▶ EXERCISE INPUTS:
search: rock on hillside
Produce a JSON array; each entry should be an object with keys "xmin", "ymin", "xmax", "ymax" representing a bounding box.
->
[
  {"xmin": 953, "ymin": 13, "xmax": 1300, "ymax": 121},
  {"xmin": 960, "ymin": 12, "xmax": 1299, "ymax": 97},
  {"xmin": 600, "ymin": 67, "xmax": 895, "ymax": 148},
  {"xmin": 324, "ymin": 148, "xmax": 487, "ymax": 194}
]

▶ WHAT THIS TASK INVOLVES:
Each entry must appear in the reply exactly as written.

▶ FINISHED TASK:
search: rock on hillside
Produce a JSON array; each entry should be an object with keys "xmin", "ymin", "xmax", "ymax" representing a bounding box.
->
[
  {"xmin": 953, "ymin": 13, "xmax": 1300, "ymax": 121},
  {"xmin": 960, "ymin": 12, "xmax": 1299, "ymax": 97},
  {"xmin": 600, "ymin": 67, "xmax": 895, "ymax": 148},
  {"xmin": 324, "ymin": 148, "xmax": 487, "ymax": 194}
]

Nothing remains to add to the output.